__Document segment__
— Start —
# How much is enough....?



## Ruben Scouse (Oct 25, 2013)

I am retireing early at 50 taking my final salary pension. I am looking at options regarding detinations to retire to and would just like to know... 

How much can you 'comfortably' live on?

I won't be a millionaire but I will have an yearly pension of £22,000 and a lump sum of £150,000. I plan to buy a small property in the UK for extra income and travel around Thailand for 6 months until I find the right place for me to settle down.

I don't expect to live a lavish life but by the same token I don't want to struggle to exist.

I just want to be comfortable and rent a 2 bed condo somewhere nice with a beach near by.


----------



## stednick (Oct 16, 2011)

Ruben Scouse said:


> I am retireing early at 50 taking my final salary pension. I am looking at options regarding detinations to retire to and would just like to know...
> 
> How much can you 'comfortably' live on?
> 
> ...


Ruben Scouse: 

How much is enough? How long is a piece of string? Covered in many, many threads in this forum. Read to your hearts content.
— End —
__Available data__
— Start —
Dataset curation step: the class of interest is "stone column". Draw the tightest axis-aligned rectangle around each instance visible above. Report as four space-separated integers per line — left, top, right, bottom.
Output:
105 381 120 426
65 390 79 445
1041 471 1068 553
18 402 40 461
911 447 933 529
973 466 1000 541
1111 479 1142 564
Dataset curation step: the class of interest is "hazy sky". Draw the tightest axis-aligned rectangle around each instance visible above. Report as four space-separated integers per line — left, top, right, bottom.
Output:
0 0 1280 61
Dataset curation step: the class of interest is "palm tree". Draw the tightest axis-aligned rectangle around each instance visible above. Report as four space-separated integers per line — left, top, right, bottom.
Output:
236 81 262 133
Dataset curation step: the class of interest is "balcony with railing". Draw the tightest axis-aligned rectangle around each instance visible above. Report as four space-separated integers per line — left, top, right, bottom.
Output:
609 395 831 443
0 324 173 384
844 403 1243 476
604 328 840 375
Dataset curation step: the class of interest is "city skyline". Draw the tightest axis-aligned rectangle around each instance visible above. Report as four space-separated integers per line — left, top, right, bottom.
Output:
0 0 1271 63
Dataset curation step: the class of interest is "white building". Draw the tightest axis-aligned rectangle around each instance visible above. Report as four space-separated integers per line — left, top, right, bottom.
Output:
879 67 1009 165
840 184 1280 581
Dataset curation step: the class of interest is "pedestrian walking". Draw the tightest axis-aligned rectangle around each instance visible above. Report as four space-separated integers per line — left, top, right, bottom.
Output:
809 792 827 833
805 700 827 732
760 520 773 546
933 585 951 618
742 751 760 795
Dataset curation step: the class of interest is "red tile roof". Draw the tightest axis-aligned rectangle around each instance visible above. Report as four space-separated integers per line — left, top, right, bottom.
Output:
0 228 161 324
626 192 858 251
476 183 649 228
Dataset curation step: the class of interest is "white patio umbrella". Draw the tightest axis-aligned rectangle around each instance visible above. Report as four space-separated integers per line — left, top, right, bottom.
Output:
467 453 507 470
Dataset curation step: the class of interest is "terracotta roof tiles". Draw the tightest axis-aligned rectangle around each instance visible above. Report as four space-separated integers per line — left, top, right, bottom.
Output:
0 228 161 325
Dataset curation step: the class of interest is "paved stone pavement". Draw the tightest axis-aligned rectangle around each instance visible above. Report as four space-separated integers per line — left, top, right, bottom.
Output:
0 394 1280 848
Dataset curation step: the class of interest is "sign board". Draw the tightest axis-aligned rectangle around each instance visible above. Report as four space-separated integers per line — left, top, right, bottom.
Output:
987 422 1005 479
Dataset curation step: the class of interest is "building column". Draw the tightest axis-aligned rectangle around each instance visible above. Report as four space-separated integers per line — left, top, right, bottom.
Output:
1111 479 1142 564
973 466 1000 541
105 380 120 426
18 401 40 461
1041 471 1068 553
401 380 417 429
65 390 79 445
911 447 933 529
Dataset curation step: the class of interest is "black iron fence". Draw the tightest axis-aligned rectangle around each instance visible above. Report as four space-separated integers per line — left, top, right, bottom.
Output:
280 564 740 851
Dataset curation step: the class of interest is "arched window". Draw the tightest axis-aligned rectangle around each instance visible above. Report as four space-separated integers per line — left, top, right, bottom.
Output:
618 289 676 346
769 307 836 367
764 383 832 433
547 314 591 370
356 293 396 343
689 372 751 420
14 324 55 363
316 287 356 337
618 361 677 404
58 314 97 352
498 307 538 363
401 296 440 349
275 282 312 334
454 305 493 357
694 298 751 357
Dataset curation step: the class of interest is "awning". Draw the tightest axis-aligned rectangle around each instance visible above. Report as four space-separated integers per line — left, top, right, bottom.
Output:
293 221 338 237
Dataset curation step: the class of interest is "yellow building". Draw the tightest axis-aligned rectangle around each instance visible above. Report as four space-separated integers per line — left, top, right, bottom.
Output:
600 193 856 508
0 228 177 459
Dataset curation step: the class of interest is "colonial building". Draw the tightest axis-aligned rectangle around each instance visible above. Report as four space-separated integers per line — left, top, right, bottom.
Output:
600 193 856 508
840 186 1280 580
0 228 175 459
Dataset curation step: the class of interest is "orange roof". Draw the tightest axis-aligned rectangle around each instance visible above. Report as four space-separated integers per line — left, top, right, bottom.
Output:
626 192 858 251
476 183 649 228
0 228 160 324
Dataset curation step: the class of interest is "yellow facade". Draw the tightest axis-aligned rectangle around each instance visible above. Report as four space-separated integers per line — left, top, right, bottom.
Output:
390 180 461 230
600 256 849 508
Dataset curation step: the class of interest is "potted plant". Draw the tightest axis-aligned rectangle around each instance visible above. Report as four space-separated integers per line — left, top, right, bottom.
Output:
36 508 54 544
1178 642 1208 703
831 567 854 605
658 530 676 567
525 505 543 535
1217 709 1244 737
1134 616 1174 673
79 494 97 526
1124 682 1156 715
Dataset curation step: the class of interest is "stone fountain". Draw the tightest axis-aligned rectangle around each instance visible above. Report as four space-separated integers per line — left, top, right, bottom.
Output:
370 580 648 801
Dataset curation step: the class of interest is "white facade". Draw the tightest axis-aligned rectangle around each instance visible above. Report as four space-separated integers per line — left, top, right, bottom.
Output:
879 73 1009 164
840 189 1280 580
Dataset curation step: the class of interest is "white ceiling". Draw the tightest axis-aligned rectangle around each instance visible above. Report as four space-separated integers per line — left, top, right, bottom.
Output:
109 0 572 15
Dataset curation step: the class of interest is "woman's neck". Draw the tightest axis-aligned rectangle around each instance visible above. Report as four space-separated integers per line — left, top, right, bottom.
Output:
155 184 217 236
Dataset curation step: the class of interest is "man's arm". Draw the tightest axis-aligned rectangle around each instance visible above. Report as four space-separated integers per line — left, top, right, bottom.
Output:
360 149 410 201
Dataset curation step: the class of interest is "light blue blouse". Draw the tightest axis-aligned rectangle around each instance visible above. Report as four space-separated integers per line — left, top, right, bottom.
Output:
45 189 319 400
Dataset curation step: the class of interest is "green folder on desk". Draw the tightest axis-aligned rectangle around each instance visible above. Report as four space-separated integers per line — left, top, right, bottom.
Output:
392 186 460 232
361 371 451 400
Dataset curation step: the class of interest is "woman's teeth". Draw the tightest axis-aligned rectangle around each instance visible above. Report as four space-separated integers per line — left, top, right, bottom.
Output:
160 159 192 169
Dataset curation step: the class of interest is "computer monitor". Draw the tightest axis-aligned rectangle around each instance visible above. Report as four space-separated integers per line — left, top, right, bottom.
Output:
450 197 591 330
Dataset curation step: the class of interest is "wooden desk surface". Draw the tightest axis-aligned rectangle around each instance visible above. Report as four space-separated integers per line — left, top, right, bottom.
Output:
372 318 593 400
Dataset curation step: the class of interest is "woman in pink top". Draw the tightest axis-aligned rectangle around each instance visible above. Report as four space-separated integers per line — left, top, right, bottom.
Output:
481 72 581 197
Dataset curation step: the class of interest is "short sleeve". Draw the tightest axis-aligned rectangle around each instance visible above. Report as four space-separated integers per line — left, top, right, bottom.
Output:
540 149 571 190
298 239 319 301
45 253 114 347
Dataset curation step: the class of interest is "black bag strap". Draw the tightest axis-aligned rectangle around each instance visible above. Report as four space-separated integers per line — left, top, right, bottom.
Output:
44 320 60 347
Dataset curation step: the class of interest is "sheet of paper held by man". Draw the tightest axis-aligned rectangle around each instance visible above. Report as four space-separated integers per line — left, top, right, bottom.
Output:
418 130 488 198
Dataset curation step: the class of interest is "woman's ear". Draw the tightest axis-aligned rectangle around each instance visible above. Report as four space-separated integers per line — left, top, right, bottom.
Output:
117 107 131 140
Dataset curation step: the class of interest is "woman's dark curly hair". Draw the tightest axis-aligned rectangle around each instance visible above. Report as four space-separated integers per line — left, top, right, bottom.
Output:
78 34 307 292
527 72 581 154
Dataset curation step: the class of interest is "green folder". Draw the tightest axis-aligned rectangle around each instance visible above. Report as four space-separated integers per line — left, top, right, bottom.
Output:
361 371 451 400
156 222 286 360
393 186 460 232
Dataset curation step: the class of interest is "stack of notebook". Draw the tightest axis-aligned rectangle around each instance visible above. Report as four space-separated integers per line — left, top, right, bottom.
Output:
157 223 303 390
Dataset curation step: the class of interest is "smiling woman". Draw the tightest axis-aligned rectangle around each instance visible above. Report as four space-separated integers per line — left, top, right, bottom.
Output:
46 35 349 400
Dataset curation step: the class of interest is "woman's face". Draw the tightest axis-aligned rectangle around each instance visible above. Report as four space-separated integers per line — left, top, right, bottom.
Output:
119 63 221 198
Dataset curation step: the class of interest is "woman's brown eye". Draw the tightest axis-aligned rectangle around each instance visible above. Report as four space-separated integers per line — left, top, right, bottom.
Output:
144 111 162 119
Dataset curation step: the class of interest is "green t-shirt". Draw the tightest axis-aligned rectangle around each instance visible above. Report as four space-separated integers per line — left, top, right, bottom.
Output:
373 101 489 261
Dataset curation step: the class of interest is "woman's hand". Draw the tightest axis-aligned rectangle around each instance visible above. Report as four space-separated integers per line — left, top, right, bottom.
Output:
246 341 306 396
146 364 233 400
— End —
__What to do__
[A] In the retirement forum thread, how large a lump sum does Ruben Scouse say he will receive?
[B] Please write out the records again, from their start through the line containing "0 0 1280 61" and nothing beyond it. Keep every line, and multiply each bounding-box coordinate by 0.3, rounding to whole numbers with halves going up.

__Responses by task__
[A] £150,000.

[B]
Dataset curation step: the class of interest is "stone column". Draw the tightest axis-aligned rectangle around each instance visible above. Report as four space-separated integers per line — left, top, right, bottom.
Output:
32 114 36 128
20 117 24 134
312 141 320 166
5 121 12 138
273 134 280 159
292 140 300 162
333 144 343 169
Dataset curation step: the class of interest is "hazy sky". Draw the tightest axis-aligned rectangle around each instance visible above. Report as four space-separated integers per line — left, top, right, bottom.
Output:
0 0 384 18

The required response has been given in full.